START Provided data
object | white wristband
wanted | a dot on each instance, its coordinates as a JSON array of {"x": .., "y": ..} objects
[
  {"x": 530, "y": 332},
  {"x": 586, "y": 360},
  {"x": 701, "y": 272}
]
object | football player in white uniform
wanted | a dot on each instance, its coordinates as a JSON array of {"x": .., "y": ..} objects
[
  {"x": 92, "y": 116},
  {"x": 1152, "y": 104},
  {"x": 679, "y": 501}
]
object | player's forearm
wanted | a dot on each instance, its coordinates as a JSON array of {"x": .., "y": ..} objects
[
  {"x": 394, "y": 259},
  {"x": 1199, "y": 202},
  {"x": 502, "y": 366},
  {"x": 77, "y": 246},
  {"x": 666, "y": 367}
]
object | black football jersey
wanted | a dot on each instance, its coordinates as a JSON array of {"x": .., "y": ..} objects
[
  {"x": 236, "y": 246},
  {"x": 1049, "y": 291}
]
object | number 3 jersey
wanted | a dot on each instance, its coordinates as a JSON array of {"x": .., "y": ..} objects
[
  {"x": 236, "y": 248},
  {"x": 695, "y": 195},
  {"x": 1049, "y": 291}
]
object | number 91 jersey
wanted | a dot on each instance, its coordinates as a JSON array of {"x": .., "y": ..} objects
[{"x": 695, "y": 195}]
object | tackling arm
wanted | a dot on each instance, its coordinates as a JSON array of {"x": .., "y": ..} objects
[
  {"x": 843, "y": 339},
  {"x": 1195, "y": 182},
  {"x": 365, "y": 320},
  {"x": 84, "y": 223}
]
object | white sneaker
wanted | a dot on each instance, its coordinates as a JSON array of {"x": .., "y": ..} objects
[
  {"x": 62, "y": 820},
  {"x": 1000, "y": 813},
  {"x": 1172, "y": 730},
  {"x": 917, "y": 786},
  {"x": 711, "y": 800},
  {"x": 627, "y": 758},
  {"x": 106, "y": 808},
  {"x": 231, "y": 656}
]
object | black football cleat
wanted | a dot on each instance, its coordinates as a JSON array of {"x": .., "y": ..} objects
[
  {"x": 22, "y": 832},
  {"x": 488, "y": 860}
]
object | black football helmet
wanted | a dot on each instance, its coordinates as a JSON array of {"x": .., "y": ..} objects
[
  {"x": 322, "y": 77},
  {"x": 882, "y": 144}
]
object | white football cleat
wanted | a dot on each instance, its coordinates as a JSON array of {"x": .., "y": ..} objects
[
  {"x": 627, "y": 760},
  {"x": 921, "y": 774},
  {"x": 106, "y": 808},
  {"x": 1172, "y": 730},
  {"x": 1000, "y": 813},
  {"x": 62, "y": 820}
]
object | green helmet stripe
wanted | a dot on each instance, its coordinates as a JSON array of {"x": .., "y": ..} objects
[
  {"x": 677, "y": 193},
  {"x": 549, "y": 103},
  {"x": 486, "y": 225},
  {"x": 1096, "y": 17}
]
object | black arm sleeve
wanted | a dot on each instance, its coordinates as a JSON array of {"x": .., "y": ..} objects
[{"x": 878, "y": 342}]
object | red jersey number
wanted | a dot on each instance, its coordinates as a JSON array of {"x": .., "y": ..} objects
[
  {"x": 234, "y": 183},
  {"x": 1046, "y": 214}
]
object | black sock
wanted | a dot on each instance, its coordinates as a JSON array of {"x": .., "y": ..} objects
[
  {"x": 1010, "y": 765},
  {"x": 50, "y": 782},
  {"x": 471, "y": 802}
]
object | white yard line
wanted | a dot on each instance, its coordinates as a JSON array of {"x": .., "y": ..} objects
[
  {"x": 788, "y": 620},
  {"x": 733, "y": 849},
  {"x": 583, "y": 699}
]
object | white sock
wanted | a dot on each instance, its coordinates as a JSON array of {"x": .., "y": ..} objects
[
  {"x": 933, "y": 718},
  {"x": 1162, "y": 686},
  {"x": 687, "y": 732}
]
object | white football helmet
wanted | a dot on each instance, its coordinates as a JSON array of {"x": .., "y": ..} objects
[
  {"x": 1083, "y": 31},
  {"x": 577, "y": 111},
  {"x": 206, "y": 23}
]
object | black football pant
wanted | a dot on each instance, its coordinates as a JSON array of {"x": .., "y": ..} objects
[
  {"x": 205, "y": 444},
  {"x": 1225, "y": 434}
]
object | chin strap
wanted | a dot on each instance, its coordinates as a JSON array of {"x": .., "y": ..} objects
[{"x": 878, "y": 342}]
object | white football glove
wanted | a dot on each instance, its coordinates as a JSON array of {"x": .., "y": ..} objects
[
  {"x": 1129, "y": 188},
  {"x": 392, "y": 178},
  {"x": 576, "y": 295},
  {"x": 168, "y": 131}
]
END Provided data
Requirement: Repeat only the stretch of lines starting at the one containing "object | white football helmet" and running to the final line of the entries above.

Written response:
object | white football helmet
wanted | a dot on each instance, its coordinates as a JSON array of {"x": .., "y": ..} objects
[
  {"x": 1083, "y": 31},
  {"x": 577, "y": 111},
  {"x": 206, "y": 23}
]
object | black football pant
wanted | a dot on each instance, its coordinates as a JSON array of {"x": .., "y": ..} objects
[
  {"x": 205, "y": 444},
  {"x": 1225, "y": 434}
]
object | chin strap
wanted | a dot on each instance, its coordinates as a JSON array of {"x": .., "y": ..} objects
[{"x": 878, "y": 342}]
object | white football glove
wanted | a dot on each instance, its coordinates as a JSON array of {"x": .., "y": ..} objects
[
  {"x": 1129, "y": 188},
  {"x": 392, "y": 178},
  {"x": 576, "y": 295},
  {"x": 168, "y": 131}
]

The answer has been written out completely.